==== DATA EXCERPTS ====
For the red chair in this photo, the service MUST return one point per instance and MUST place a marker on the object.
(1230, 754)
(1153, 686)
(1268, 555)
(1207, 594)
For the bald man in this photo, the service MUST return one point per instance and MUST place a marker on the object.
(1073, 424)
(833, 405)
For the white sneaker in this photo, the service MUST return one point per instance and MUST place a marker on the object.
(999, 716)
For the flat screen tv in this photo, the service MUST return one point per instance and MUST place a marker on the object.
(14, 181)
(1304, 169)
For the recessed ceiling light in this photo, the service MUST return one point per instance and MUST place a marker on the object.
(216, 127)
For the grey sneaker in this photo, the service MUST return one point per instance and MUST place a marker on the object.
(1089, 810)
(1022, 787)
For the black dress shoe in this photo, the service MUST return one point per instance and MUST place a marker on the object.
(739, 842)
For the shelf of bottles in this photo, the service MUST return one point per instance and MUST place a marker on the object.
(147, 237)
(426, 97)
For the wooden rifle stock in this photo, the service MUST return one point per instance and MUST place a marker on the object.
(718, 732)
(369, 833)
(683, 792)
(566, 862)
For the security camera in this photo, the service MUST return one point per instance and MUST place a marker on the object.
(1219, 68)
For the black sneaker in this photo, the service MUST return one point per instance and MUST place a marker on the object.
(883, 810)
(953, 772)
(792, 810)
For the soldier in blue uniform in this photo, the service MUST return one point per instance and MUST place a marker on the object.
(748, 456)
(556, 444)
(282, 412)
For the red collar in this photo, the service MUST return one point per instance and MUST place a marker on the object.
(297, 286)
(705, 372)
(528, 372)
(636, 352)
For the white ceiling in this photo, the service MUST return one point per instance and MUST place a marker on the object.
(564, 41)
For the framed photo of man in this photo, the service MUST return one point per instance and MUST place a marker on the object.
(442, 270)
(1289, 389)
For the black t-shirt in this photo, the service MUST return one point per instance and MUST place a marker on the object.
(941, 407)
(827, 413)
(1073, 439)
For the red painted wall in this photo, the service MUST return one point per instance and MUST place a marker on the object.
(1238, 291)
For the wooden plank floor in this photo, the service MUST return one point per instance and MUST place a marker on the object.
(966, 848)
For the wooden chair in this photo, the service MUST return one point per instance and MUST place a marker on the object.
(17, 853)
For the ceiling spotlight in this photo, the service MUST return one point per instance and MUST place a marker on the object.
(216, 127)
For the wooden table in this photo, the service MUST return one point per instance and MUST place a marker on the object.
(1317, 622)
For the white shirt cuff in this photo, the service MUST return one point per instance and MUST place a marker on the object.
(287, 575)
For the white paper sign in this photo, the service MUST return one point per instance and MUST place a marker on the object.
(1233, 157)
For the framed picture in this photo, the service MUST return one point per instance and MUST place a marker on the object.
====
Return every line from the one holding "For the white ceiling" through the end of the data, exactly as it appears, with both ends kept and nothing else.

For the white ceiling in this photo, the service MUST return one point per instance and MUST place a marker on the object.
(564, 41)
For the framed photo of man in this photo, the service MUST return one point per instance and MUST place a marker on the object.
(442, 270)
(1289, 389)
For the black t-shirt in this photo, the service MUST return one point per instance and MUST place a marker on the object.
(941, 407)
(827, 413)
(1073, 439)
For the red painted wall in this photo, the service MUST return one point per instance and MUST place a marker on the object.
(1238, 291)
For the wooden plank floor in this photo, the service MUST return one point per instance and MUST place a marker on the object.
(966, 848)
For the wooden chair in this photo, the service MUST return one point per instance and MUST place a marker on the object.
(17, 853)
For the ceiling spotlight in this photo, the service MUST return one point per instance and MUST place a marker on the object.
(216, 127)
For the wooden table in this photo, the service MUST return one point per instance and MUST place a marker on the object.
(1317, 622)
For the white shirt cuff in this photo, the service MUST return one point per instance and MUST place a marker on the object.
(287, 575)
For the white paper sign in this photo, the service MUST return one point per instance and MUST place a marker on the object.
(1233, 157)
For the framed picture in this photo, the service MUST return one point per instance and MUST place a marker on the object.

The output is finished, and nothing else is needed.